*Work to complete:* Return, exactly, the line that contains "target: child's face" together with all lines after it to the end of the entries, and no further lines.

*Exercise materials:*
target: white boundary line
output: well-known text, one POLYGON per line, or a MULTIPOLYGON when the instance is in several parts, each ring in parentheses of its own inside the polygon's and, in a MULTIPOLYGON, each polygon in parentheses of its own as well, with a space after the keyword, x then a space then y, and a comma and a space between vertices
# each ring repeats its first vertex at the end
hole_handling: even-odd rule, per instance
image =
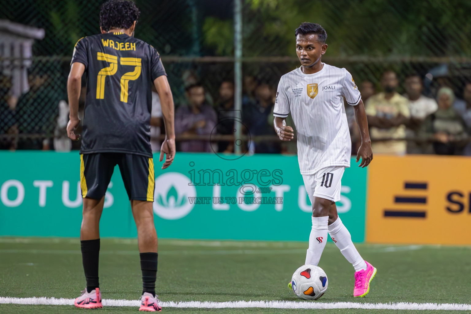
MULTIPOLYGON (((0 304, 73 305, 73 299, 55 298, 8 298, 0 297, 0 304)), ((104 306, 138 306, 139 301, 137 300, 109 300, 103 299, 104 306)), ((292 301, 237 301, 235 302, 163 302, 162 307, 186 307, 197 308, 224 308, 236 307, 258 307, 286 309, 341 309, 356 308, 365 310, 471 310, 471 304, 456 303, 411 303, 399 302, 390 303, 363 303, 360 302, 295 302, 292 301)))

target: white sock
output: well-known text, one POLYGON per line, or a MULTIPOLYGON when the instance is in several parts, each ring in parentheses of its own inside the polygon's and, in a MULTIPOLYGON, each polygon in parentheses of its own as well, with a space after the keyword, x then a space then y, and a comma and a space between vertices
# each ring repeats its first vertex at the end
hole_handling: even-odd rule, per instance
POLYGON ((350 233, 342 223, 340 217, 329 226, 329 234, 343 256, 353 266, 355 271, 366 269, 366 263, 353 245, 350 233))
POLYGON ((309 248, 306 254, 306 264, 317 266, 327 242, 329 217, 311 217, 312 228, 309 236, 309 248))

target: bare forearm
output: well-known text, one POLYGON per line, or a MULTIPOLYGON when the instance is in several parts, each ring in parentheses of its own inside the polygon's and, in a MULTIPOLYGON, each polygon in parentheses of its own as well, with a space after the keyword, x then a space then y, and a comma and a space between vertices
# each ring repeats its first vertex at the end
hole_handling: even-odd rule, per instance
POLYGON ((162 118, 165 127, 165 137, 167 138, 175 138, 175 109, 173 105, 173 97, 170 86, 167 80, 167 77, 162 75, 154 81, 157 92, 160 97, 160 105, 162 108, 162 118))
POLYGON ((162 117, 163 118, 163 124, 165 127, 165 136, 168 138, 175 138, 175 112, 173 108, 173 99, 171 94, 167 99, 162 99, 161 97, 161 104, 162 106, 162 117))
POLYGON ((150 125, 153 127, 160 127, 160 118, 150 118, 150 125))
POLYGON ((366 118, 366 113, 365 111, 365 106, 363 102, 360 101, 356 106, 354 106, 355 120, 360 130, 360 136, 363 142, 369 143, 370 132, 368 129, 368 119, 366 118))
POLYGON ((81 78, 69 76, 67 81, 67 93, 69 98, 69 117, 71 120, 79 119, 79 98, 81 78))
POLYGON ((279 118, 279 117, 275 117, 275 120, 273 121, 273 128, 275 129, 275 131, 276 132, 277 134, 280 129, 282 127, 286 125, 286 121, 285 119, 283 118, 279 118))

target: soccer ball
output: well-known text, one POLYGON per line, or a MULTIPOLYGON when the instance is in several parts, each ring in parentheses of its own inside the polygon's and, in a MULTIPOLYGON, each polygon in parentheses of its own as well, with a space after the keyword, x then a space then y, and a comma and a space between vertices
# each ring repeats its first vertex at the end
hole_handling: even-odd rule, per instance
POLYGON ((317 300, 327 290, 327 275, 318 266, 303 265, 296 270, 291 279, 291 287, 299 298, 317 300))

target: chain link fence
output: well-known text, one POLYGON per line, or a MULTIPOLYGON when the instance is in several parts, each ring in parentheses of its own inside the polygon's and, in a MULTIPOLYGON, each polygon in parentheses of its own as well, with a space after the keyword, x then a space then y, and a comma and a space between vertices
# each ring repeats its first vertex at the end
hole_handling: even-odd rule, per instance
MULTIPOLYGON (((185 87, 201 81, 208 103, 217 108, 221 82, 234 79, 233 2, 136 2, 141 15, 135 36, 160 53, 176 106, 186 105, 185 87)), ((67 99, 73 46, 99 32, 102 2, 0 1, 5 22, 0 23, 0 148, 50 149, 48 140, 63 136, 59 104, 67 99), (20 31, 12 23, 30 28, 20 31), (29 48, 24 42, 32 38, 28 32, 38 29, 44 30, 43 38, 33 39, 29 48)), ((434 97, 439 88, 447 86, 462 98, 471 81, 469 12, 471 3, 465 0, 245 0, 244 99, 255 99, 254 89, 262 84, 274 95, 281 76, 299 66, 294 32, 305 21, 327 31, 323 61, 346 68, 358 86, 369 81, 379 91, 382 73, 392 70, 400 94, 405 78, 417 73, 426 96, 434 97)))

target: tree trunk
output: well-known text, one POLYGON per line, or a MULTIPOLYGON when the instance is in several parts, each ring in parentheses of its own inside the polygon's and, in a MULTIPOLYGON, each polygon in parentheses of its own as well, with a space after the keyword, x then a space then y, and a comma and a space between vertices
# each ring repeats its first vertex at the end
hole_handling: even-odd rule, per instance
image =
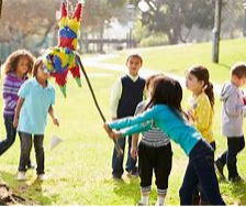
POLYGON ((0 0, 0 19, 1 19, 1 14, 2 14, 2 0, 0 0))

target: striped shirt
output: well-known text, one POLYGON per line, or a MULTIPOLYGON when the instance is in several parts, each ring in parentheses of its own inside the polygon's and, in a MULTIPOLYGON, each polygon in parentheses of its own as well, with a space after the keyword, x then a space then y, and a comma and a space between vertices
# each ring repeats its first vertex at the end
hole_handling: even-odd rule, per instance
POLYGON ((13 73, 5 76, 2 91, 4 100, 4 116, 14 116, 19 100, 18 92, 26 79, 26 76, 23 79, 19 79, 13 73))
MULTIPOLYGON (((142 101, 136 108, 135 116, 142 113, 146 105, 147 101, 142 101)), ((153 128, 143 133, 141 142, 150 148, 161 148, 168 145, 170 140, 159 128, 153 128)))

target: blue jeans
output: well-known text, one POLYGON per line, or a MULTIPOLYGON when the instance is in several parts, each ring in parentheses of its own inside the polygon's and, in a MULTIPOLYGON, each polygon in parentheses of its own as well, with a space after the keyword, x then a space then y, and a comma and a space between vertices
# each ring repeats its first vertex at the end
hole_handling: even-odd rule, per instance
MULTIPOLYGON (((114 148, 113 151, 113 159, 112 159, 112 168, 113 172, 112 174, 116 177, 121 177, 124 173, 123 170, 123 161, 124 161, 124 151, 125 151, 125 141, 126 138, 122 138, 118 140, 119 145, 121 146, 121 149, 123 150, 123 156, 118 157, 118 152, 114 148)), ((132 149, 132 137, 128 137, 128 154, 127 154, 127 163, 126 163, 126 171, 128 173, 136 173, 137 172, 137 167, 136 167, 136 160, 133 160, 132 155, 131 155, 131 149, 132 149)))
POLYGON ((201 140, 190 153, 179 192, 181 206, 192 206, 192 194, 199 184, 212 206, 225 206, 214 170, 214 151, 204 140, 201 140))
POLYGON ((237 172, 237 154, 242 152, 245 148, 245 139, 242 138, 227 138, 228 150, 224 152, 219 162, 223 166, 227 164, 228 168, 228 178, 235 178, 239 176, 237 172))
POLYGON ((14 116, 5 116, 4 115, 7 139, 3 140, 2 142, 0 142, 0 156, 4 152, 7 152, 15 141, 16 129, 13 128, 13 119, 14 119, 14 116))

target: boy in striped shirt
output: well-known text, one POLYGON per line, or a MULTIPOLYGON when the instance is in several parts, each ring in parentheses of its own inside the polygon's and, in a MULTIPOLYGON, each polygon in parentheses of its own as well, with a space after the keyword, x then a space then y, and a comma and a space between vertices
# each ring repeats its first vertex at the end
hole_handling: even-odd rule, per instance
MULTIPOLYGON (((146 90, 150 95, 152 92, 152 81, 157 77, 163 75, 155 75, 146 80, 146 90)), ((150 96, 149 96, 150 97, 150 96)), ((144 111, 148 101, 141 102, 135 115, 139 115, 144 111)), ((132 156, 136 159, 137 156, 137 144, 139 134, 133 135, 132 140, 132 156)), ((152 130, 144 132, 142 134, 142 141, 138 145, 138 159, 139 159, 139 176, 141 176, 141 193, 142 200, 139 206, 148 206, 149 194, 152 192, 152 179, 153 171, 156 175, 157 185, 157 206, 164 206, 165 197, 168 189, 168 179, 172 166, 172 150, 170 140, 168 137, 158 128, 153 128, 152 130)))

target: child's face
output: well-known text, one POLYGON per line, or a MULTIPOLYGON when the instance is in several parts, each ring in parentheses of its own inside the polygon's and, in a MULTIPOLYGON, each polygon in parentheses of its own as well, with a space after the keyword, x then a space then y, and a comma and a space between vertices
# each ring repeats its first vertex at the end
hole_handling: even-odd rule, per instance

*Solution:*
target: child's face
output: well-known text, one POLYGON per line, or a MULTIPOLYGON when the instance is in several parts, each ring in parentheses of its own inside the polygon's and, in a MULTIPOLYGON, each polygon in parentheses of its own as well, with a space after the keyword, x then a space then y, and a comma and a space between vertices
# each ring repeats its first vertex at the end
hole_handling: even-odd rule, per instance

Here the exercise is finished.